# TASK DIRECTIONS
Extend the paper on distance education and e-learning past its last paragraph, continuing its argument in the same academic style.

# EXTRACT TO READ
/---
From Distance Education to e Learning: Philosophical and Design Imperatives

Ranga Venkatachary

Tata Interactive Systems




The questions addressed in this paper stem from the paradigm shift which engendered ‘life long’ learning. Distance Education models and e Learning practice share the philosophical framework of Open Learning. The design imperatives of e Learning have been shaped by ICT. The divergence as a design imperative is of relative significance. The principle of ‘theory neutrality’ in designing reusable learning objects is questionable from the viewpoint of instructional efficacy. The paper argues that scope and sequence are significant factors in the process of designing learning objects. They determine the bonding characteristics of the objects and thus dictate the manner of their reusability.

Key words

Distance education, open learning, lifelong learning, ICT, e-learning


This paper addresses the issues of convergence and divergence between the Distance Education models and e- Learning practice. The complexity (and therefore the interest) in these issues stems from the fact that both share the same point of origin. They have been engendered by the Open Learning philosophy. The paper argues that e- Learning is but a logical extension of the same philosophical framework and the divergence is only a design imperative.
\---
# GIVEN INFORMATION
/---
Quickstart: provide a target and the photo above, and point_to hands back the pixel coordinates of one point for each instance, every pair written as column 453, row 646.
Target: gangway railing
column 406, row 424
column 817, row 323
\---
# EXERCISE ANSWER
Open Learning: Conceptual Framework

The advent of the Open Learning philosophy and distance education models in the latter half of 20th century spelt a major paradigm shift in the socio cultural and economic connotations of education. Stepping out in the open from the campus-based instructional model into the ‘life long learning’ mode triggered many changes in the strategic and operational aspects of instruction. In addition, it altered the perceptions and roles of the teacher and the learner in a fundamental way. Distance education models address the conceptual rubric of ‘life long learning’ through

Openness (in terms of access)

Flexibility (in terms of time, geographical boundaries and learning pace/styles)

The systemic approach to curricular and instructional design resulted in

Integrated self instructional materials (Rowntree, 1986)

The notion of ‘dialogue’ and collaboration in learning (Evans and Nation, 1989)

The move away from the uni -directional ‘acquisition’ to multi directional ‘guided discovery’ as the preferred learning methodology (Laurillard, 1995)

The notion of ‘dialogue’ is relevant to this discussion in so far as it introduces and advocates the idea of a dynamic learning community. The methodological practice in Distance Education institutions (single mode and dual mode) has brought into focus, albeit in a seminal form, the concept of a network of learners engaged in the negotiation and construction of knowledge as opposed to a group of uncritical accumulators of content/knowledge.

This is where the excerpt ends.